╔══

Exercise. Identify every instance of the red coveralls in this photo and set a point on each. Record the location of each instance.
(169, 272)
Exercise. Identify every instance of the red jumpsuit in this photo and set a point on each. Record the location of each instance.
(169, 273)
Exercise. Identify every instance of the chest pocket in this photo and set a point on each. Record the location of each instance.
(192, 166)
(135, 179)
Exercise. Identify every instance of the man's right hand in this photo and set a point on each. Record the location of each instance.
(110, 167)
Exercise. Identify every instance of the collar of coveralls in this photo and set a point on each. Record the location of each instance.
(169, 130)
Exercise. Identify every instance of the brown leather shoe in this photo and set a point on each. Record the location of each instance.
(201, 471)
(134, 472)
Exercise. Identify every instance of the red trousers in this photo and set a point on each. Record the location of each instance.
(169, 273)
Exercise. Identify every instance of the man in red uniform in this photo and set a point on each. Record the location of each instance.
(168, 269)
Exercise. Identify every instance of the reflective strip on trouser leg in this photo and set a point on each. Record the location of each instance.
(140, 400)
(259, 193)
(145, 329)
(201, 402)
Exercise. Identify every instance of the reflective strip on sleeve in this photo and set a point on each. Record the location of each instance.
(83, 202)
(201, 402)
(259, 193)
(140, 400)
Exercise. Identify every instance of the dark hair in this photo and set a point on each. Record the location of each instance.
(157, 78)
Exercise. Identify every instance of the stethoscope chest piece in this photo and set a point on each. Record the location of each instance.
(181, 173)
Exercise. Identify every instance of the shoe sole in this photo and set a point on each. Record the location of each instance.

╚══
╔══

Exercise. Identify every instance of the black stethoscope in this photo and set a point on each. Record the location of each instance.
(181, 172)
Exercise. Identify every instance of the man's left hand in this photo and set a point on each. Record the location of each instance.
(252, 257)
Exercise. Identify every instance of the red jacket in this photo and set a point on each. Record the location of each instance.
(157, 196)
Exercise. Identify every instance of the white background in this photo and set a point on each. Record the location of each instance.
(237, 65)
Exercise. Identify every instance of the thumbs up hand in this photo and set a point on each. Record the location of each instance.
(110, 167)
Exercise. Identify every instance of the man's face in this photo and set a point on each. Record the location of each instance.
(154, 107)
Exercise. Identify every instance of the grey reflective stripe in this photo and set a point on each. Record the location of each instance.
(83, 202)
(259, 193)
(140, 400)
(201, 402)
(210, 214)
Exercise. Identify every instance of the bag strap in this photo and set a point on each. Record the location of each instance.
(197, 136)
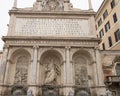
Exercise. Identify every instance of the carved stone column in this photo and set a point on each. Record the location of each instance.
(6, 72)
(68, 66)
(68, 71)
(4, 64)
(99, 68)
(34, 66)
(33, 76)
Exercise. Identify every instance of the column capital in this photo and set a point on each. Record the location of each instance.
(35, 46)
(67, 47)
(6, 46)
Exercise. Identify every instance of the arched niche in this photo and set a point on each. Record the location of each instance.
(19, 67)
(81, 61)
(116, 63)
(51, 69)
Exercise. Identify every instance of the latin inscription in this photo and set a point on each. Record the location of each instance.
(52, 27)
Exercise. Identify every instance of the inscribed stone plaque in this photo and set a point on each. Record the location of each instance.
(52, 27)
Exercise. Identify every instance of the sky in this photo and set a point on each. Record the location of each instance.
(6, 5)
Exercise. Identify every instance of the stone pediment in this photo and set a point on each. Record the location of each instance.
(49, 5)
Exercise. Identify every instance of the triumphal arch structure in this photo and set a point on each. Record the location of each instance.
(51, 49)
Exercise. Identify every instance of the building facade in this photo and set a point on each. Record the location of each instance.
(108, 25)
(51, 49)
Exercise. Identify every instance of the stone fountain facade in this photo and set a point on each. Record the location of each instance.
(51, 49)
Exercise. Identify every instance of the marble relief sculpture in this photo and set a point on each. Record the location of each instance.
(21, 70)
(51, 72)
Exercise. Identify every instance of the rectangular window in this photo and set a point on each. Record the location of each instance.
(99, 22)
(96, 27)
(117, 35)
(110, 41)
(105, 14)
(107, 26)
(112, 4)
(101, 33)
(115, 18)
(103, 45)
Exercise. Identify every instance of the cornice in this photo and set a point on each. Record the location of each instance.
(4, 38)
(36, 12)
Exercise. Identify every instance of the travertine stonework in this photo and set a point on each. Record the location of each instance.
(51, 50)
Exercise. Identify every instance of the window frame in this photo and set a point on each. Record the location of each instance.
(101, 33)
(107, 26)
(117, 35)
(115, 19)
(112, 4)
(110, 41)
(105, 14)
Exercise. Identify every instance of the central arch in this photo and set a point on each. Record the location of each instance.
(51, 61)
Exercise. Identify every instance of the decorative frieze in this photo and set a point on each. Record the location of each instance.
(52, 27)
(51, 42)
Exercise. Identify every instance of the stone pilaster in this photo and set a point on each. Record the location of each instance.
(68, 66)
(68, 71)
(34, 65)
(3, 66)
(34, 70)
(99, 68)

╚══

Given problem: How many lines of the records above contain the string "shoe"? Case counts. Reply with the number alone.

Output for this exercise: 2